• **PROBLEM TO WORK ON**
Repeat the data below word for word, leaving out the pictures.

[Start of THE INPUT]

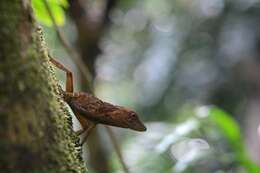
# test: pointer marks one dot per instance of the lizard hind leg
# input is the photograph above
(87, 126)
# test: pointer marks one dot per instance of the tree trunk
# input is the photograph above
(35, 126)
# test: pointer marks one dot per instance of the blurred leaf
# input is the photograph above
(231, 131)
(228, 125)
(57, 9)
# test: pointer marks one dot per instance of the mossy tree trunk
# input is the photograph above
(35, 126)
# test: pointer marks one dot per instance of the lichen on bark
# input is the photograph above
(35, 126)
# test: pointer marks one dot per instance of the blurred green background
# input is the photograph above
(190, 68)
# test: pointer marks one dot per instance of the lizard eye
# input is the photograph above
(131, 117)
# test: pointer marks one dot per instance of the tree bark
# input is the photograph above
(35, 126)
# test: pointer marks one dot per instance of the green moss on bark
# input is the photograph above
(35, 126)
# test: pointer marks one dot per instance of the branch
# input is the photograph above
(75, 57)
(87, 77)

[End of THE INPUT]

• **PROBLEM SOLUTION**
# test: pointer marks one dot per instance of the lizard hind leg
# input is the photograph above
(87, 126)
# test: pointer marks one dot per instance of the tree trunk
# input is the photograph above
(35, 126)
# test: pointer marks one dot per instance of the blurred leaf
# input is the photograph above
(231, 131)
(228, 125)
(57, 9)
# test: pointer marks one dot per instance of the mossy tree trunk
# input is the photograph above
(35, 126)
# test: pointer marks one dot per instance of the lichen on bark
# input is the photograph above
(35, 126)
# test: pointer marks one dot per instance of the blurred green background
# input is the photograph above
(190, 68)
# test: pointer marks one dot per instance of the lizard eye
# input is the photograph above
(131, 117)
# test: pointer marks one dot per instance of the tree bark
# input is the photograph above
(35, 126)
# test: pointer marks one dot per instance of the green moss on bark
# input is the photograph above
(35, 126)
# test: pointer marks one dot per instance of the branch
# input is the photograph above
(75, 57)
(87, 77)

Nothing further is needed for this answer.